EXCERPTED PASSAGE START
The study is of approximately 600 women under age 35 at first diagnosis, with ER negative Stage II breast cancer from 1973 to 2006. It does not take into account any other type of therapy for cancer (chemotherapy would be one example); except mastectomy, vs. mastectomy with radiation, vs. lumpectomy with radiation. It does prove that over 250 months, approximately 20 years, that those who receive radiation after mastectomy have an improved survival rate of roughly 3% over the 20 year period. How many of those women received neoadjuvant or adjuvant chemotherapy? How have surgical techniques changed since the early 1970’s? How has breast cancer treatment itself changed since the early 1970’s?

I’m still not going to have radiation. If I get cancer again, I get cancer again. If I die from cancer, I die. I’ll deal with it, Cody will deal with it, and life will go on. So with that decided Cody poured me a glass of Prosecco and we celebrated.
EXCERPTED PASSAGE END
THE DATA START
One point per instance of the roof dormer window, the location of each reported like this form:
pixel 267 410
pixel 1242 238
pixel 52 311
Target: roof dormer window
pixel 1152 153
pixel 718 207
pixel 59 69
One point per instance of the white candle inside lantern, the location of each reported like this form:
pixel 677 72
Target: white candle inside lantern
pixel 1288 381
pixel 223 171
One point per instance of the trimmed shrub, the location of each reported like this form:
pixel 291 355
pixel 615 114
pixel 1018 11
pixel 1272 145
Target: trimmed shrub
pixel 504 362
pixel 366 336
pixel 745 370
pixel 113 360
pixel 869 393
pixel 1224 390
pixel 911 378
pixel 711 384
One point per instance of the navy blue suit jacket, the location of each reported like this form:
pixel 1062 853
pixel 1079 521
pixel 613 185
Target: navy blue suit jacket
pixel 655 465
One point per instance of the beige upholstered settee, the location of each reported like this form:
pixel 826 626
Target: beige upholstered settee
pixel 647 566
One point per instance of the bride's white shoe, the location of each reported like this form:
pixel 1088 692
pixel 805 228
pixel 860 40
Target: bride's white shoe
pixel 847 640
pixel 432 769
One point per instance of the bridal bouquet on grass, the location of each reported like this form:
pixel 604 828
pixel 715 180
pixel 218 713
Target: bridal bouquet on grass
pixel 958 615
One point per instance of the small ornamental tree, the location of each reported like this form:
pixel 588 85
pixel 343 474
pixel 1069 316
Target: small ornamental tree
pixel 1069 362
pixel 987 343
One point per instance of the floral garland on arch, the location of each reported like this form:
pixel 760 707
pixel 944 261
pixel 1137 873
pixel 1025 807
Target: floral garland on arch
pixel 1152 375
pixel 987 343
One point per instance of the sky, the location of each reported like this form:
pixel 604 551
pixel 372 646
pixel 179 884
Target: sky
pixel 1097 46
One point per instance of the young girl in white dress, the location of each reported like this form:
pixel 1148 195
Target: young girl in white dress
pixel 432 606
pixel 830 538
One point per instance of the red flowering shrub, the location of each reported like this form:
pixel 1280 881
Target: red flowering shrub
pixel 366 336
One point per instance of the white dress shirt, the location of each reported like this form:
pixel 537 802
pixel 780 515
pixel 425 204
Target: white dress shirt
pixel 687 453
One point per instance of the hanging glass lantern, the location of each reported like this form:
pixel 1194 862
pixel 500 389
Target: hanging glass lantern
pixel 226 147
THE DATA END
* DIRECTIONS:
1. Rewrite the stretch of the breast cancer passage from "I’m still not" through "and we celebrated.", replacing "Prosecco" with "champagne".
2. In the breast cancer passage, roughly how many women did the study include?
3. Using the breast cancer passage, explain why Cody poured the writer a glass of Prosecco.

* TASK-BY-TASK SOLUTIONS:
1.
I’m still not going to have radiation. If I get cancer again, I get cancer again. If I die from cancer, I die. I’ll deal with it, Cody will deal with it, and life will go on. So with that decided Cody poured me a glass of champagne and we celebrated.

2. Approximately 600 women.

3. The writer had decided not to have radiation. With that decision made, Cody poured the glass and they celebrated.